### WORK REQUIRED
Return all of the entries below word for word, and leave the pictures out.

### ENTRIES SUPPLIED

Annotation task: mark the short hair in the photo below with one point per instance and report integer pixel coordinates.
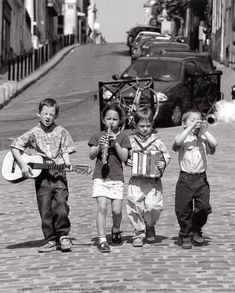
(114, 107)
(187, 114)
(49, 102)
(143, 113)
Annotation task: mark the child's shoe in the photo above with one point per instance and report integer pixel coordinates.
(116, 238)
(198, 239)
(150, 234)
(138, 241)
(48, 247)
(103, 247)
(187, 243)
(65, 243)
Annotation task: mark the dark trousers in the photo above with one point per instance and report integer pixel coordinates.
(52, 195)
(192, 206)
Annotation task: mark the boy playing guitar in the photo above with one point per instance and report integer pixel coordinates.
(55, 144)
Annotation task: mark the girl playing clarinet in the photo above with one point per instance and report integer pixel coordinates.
(108, 174)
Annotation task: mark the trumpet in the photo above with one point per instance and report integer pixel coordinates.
(105, 149)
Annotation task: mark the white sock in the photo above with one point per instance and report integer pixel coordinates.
(102, 238)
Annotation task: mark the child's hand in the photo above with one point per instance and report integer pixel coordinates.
(129, 162)
(103, 141)
(68, 168)
(112, 135)
(161, 165)
(204, 127)
(26, 171)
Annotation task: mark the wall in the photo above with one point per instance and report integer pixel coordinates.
(117, 16)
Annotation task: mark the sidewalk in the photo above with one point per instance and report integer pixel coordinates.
(10, 89)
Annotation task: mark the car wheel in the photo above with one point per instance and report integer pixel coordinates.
(176, 115)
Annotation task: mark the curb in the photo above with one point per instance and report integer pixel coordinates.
(11, 89)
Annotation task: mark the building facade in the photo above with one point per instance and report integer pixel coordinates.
(223, 32)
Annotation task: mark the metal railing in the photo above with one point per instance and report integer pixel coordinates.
(23, 65)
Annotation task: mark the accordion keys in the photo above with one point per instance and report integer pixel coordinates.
(144, 164)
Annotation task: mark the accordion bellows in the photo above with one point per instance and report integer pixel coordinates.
(144, 164)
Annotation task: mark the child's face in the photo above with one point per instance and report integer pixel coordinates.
(47, 116)
(111, 119)
(193, 118)
(144, 127)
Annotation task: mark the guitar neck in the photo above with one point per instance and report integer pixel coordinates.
(47, 166)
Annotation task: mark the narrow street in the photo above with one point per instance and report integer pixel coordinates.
(159, 267)
(73, 83)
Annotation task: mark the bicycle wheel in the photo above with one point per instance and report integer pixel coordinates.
(147, 97)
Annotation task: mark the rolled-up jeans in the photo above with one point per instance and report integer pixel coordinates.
(52, 196)
(192, 205)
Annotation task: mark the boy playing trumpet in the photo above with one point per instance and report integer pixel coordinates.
(192, 192)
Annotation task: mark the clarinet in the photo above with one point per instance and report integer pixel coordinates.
(105, 148)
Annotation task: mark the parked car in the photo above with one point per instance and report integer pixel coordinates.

### EXERCISE RESPONSE
Annotation task: mark the short hair in the photo below with one point per instance and report integer pixel coordinates.
(114, 107)
(187, 114)
(49, 102)
(143, 113)
Annotation task: mark the child's shoe in the photo above with one point per instance and report integer pixel coordinates.
(116, 238)
(198, 239)
(150, 234)
(138, 241)
(48, 247)
(103, 247)
(187, 243)
(65, 243)
Annotation task: mark the dark trousers in the photo above with one point per instance and report integer pixel coordinates.
(52, 195)
(192, 206)
Annotation task: mark the boy playing guitar in the photo above with one point per instance and report integer pixel coordinates.
(55, 144)
Annotation task: mark the girl playing clarinet in the photo above with one point per instance and report integer pixel coordinates.
(108, 174)
Annotation task: mark the trumpet in the photo above with one point per instance and report integer pixel coordinates.
(105, 149)
Annotation task: mark the white sock in the photo above with one point per instance and report integer pixel coordinates.
(102, 238)
Annotation task: mark the child's hand in the photo above with one point per instance and report integer pixel coordinates.
(129, 162)
(103, 141)
(68, 168)
(112, 135)
(161, 165)
(204, 127)
(26, 171)
Annotation task: mark the wall in the photo above with one point per instance and report integer pixel coordinates.
(117, 16)
Annotation task: mark the sidewalk in the photo above with one point per instance and report integer pixel coordinates.
(10, 89)
Annotation task: mark the car wheel in the photo above with one point per instance and report integer pixel coordinates.
(176, 115)
Annotation task: mark the curb in the photo above with one point per instance and report integer pixel coordinates.
(11, 89)
Annotation task: mark the building facade in the photo above with one point per instance and report integer pixel coordinates.
(223, 32)
Annotation task: mark the metal railing in the photo above with one point per instance and report integer pixel coordinates.
(23, 65)
Annotation task: mark the accordion keys in the photo above with one point per instance and report integer pixel coordinates.
(144, 164)
Annotation task: mark the accordion bellows in the photo above with one point per instance and report integer pixel coordinates.
(144, 164)
Annotation task: mark the child's face in the photo above with one point per instance and report integer pixel coordinates.
(47, 116)
(111, 119)
(193, 118)
(144, 127)
Annotation task: mark the guitar neck in the photo above with one point per instance and report integer pixel coordinates.
(47, 166)
Annotation task: mark the narrow street in the photo above with one point per instance and report integer pixel coordinates.
(159, 267)
(73, 83)
Annotation task: mark the bicycle wheel in the photo above with one point per instance and report integer pixel coordinates.
(147, 97)
Annotation task: mark the rolled-up jeans in the photo above with one point per instance and report integer pixel coordinates.
(52, 196)
(192, 205)
Annotation task: mark the boy playing trumpet in the photo above with one point per instance and report integer pixel coordinates.
(192, 192)
Annotation task: mark the clarinet in the photo above with one point per instance and report integer pixel coordinates.
(105, 148)
Annotation task: mark the parked car in the photo above with one point per instance and report integer pixel coordinates.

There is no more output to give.